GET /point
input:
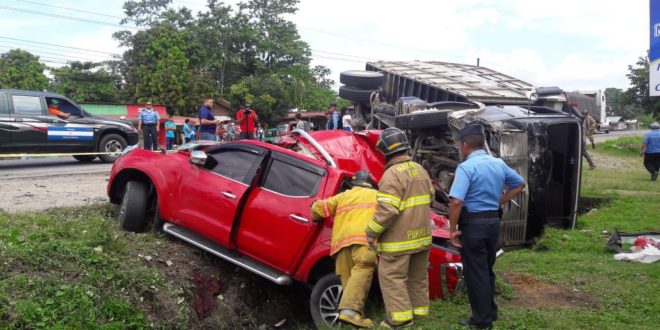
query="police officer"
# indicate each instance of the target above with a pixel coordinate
(402, 229)
(150, 120)
(651, 150)
(355, 262)
(476, 195)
◇ ◇ ◇ ◇
Wherever a picture appears in the listing above, drop it, and restate the rest exactly.

GET /point
input:
query="police officer"
# indicate each instance of the target above with a pixel coordinate
(402, 229)
(150, 120)
(651, 150)
(355, 262)
(476, 195)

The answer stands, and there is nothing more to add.